Stored data entries
● ● ● ● ●

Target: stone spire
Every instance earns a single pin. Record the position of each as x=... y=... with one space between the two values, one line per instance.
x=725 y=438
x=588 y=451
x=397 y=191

● ● ● ● ●

Each record above is to be printed again exactly as written.

• [Response]:
Target: stone spire
Every instance earns a single pin. Record the position of each as x=... y=... with one space between the two values, one line per instance.
x=725 y=438
x=588 y=451
x=397 y=191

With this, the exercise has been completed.